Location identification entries
##############################
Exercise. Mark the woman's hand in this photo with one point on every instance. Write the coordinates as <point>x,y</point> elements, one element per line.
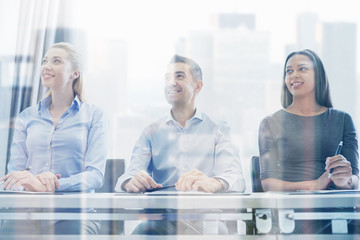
<point>26,179</point>
<point>50,180</point>
<point>342,171</point>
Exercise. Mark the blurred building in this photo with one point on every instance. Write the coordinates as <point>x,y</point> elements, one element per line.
<point>339,57</point>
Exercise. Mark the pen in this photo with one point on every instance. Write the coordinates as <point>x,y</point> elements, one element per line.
<point>159,189</point>
<point>338,150</point>
<point>27,168</point>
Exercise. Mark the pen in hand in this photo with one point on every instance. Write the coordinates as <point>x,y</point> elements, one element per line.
<point>338,150</point>
<point>159,189</point>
##############################
▸ **What is being asked**: Edit the entries from the line containing "Exercise. Mark the blurred" through the end of the entries, replacing "coordinates" with "positions" and leaving everything else unchanged.

▸ **Output**:
Exercise. Mark the blurred building in this photo with one point on every instance. Write the positions as <point>x,y</point> elements, one element per line.
<point>339,57</point>
Exercise. Mark the pen in this photo with one point on every instance. Write the positions as <point>x,y</point> elements, one element per line.
<point>159,189</point>
<point>338,150</point>
<point>27,168</point>
Exercise. Mark the pen in hand in this photo with one point on every instance. Write the positions as <point>x,y</point> elements, one element per line.
<point>338,150</point>
<point>159,189</point>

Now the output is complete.